■ Records from a data source

- - - - -

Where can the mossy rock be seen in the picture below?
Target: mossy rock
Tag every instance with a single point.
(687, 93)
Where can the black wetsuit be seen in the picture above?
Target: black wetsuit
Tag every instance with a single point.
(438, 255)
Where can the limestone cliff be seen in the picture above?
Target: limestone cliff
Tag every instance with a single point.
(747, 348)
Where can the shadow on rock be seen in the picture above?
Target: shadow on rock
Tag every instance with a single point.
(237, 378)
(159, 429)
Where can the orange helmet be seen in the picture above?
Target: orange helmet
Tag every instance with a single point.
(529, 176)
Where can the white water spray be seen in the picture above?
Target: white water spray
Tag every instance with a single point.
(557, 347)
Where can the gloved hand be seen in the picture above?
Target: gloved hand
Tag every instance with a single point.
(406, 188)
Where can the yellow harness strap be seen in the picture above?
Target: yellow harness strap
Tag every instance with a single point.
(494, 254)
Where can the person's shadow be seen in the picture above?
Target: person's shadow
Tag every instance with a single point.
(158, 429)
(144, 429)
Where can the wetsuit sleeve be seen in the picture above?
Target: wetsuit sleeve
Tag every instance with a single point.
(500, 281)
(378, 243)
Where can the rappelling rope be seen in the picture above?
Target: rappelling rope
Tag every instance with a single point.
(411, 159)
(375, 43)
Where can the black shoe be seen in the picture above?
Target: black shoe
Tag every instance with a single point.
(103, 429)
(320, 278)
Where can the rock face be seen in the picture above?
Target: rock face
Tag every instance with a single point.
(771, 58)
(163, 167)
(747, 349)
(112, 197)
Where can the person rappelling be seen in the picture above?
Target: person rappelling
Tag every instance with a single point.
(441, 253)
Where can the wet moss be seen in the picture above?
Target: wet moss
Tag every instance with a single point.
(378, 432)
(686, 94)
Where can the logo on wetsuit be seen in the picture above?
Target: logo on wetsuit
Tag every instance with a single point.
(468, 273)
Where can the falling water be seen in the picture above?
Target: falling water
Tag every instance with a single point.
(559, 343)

- - - - -

■ WORK TO BE COMPLETED
Every entry should be output exactly as written, please.

■ RESPONSE
Where can the mossy rock be seen in the picture below?
Target: mossy rock
Tag every instance with a single point.
(687, 93)
Where can the black wetsuit be seen in the picture above?
Target: black wetsuit
Tag every instance with a single point.
(438, 255)
Where can the limestone cliff be seen in the picture above?
Target: limestone cliff
Tag every instance with a single point.
(747, 348)
Where can the shadow on rock be seen in the picture above?
Target: shadow on rock
Tag every instance with a single point.
(237, 378)
(159, 429)
Where can the orange helmet be seen in the picture above?
Target: orange helmet
Tag every instance with a single point.
(529, 176)
Where can the white water spray be seen in the picture above?
Target: white water spray
Tag every instance with a single point.
(557, 347)
Where can the gloved hand be seen in the picture above?
Target: gloved hand
Tag every instance with a single point.
(406, 188)
Where can the yellow harness strap be seen in the picture above?
Target: yellow harness strap
Tag every instance with a single point.
(494, 254)
Where can the person's shadow be seen in the picture above?
Target: person's shadow
Tag every instance with a single point.
(158, 429)
(144, 429)
Where can the wetsuit sleeve be seen in the picture above?
Target: wetsuit sleeve
Tag every instance with a single point.
(500, 281)
(378, 243)
Where can the rappelling rope be seen in the picture above?
Target: rappelling rope
Tag every instance with a single point.
(411, 159)
(375, 43)
Where can the black shoe be seen in the picture above?
Target: black shoe
Tag every instance with a single point.
(103, 429)
(320, 278)
Where can the rock face be seen in the picture above?
Target: rock face
Tag every instance with a single point.
(771, 58)
(163, 167)
(747, 349)
(112, 197)
Where can the person rappelling be seen in the picture above?
Target: person rappelling
Tag every instance with a single point.
(441, 253)
Where can the wet moss be seen in the picture above?
Target: wet moss
Tag every instance with a single point.
(378, 432)
(686, 94)
Where can the logo on wetsuit be seen in the picture above?
Target: logo on wetsuit
Tag every instance with a single point.
(468, 273)
Where can the falling water be seen in the picture above?
Target: falling water
Tag every instance with a single point.
(559, 343)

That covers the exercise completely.